Und draußen die Nacht Serie Arte Arte-Mediathek
Zur ARTE-Sendung Und draußen die Nacht (1/6) Italien, 1978: Die politischen Spannungen führen immer wieder zu gewaltsamen Ausschreitungen zwischen den Kommunisten und der Polizei. (Foto: ARTE F / © Anna Camerlingo)

Die Serie „Und draußen die Nacht“ auf Arte und in der Mediathek zeigt die Unruhen 1978 in Italien und der Ermordung des Politikers Aldo Moro.

Kaum eine Tat hat wohl so viele politische Kontroversen, Verschwörungsmythen und eine solche Spaltung in einer Gesellschaft verursacht wie die Entführung und Ermordung des Parteivorsitzenden der konservativen italienischen Partei Democrazia Cristiana, Aldo Moro, im Jahr 1978. Der Regisseur Marco Bellocchio  hat mit der Serie Und draußen die Nacht nicht nur einen Thriller über die Monate von März bis Mai 1978 gedreht, sondern gleichzeitig auch ein Psychogramm der verantwortlichen Regierungsmitglieder, die Aldo Moro (Fabrizio Gifuni) im Sinne der Staatsraison opfern, erstellt, er hat aber auch ein Bild der zunehmen verzweifelter agierenden Familie Aldo Moros gezeichnet und einen Blick in die Strukturen der Terrororganisation der Roten Brigaden geworfen. Heute, einen Tag bevor sich die Entführung zum 45. Mal jährt, strahlt Arte die Serie aus. Außerdem kann sie in der Arte-Mediathek gestreamt werden.

Anforderung A: Übertragen Sie die Einträge von der Zeile mit „Each instance receives one keypoint. Mark the waffle cone“ bis einschließlich der Zeile mit „Query: round orange candy“ in eine Markdown-Tabelle mit den Spalten „Nr.“ und „Zeile“, wobei Leerzeilen entfallen.
Der Text und die Einträge stammen aus voneinander unabhängigen Quellen.

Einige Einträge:
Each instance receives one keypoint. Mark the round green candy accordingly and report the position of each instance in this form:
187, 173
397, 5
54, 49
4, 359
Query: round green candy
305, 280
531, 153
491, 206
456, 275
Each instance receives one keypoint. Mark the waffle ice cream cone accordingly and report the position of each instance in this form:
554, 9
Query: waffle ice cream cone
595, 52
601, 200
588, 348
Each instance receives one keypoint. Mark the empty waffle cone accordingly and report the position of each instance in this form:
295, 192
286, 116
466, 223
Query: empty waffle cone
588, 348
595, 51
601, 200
---
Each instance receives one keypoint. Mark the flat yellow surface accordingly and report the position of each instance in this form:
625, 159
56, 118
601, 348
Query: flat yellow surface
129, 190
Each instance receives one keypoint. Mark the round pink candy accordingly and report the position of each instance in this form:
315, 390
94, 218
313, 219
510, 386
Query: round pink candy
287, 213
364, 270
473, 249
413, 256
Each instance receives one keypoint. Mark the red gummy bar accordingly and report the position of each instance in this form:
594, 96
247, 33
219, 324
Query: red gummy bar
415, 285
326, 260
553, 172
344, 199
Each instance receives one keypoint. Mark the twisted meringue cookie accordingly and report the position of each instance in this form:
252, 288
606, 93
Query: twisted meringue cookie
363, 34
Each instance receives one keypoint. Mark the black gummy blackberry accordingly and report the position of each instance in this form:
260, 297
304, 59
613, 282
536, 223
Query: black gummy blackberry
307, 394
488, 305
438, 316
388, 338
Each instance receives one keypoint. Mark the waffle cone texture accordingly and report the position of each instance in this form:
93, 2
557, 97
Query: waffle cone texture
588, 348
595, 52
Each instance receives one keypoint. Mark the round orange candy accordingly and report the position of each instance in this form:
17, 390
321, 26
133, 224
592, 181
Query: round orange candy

Anforderung B: Welcher Regisseur hat laut dem vorliegenden Text die Serie „Und draußen die Nacht“ gedreht?

Vollständige Antwort A:
| Nr. | Zeile |
|---|---|
| 1 | Each instance receives one keypoint. Mark the waffle cone texture accordingly and report the position of each instance in this form: |
| 2 | 93, 2 |
| 3 | 557, 97 |
| 4 | Query: waffle cone texture |
| 5 | 588, 348 |
| 6 | 595, 52 |
| 7 | Each instance receives one keypoint. Mark the round orange candy accordingly and report the position of each instance in this form: |
| 8 | 17, 390 |
| 9 | 321, 26 |
| 10 | 133, 224 |
| 11 | 592, 181 |
| 12 | Query: round orange candy |

Vollständige Antwort B: Marco Bellocchio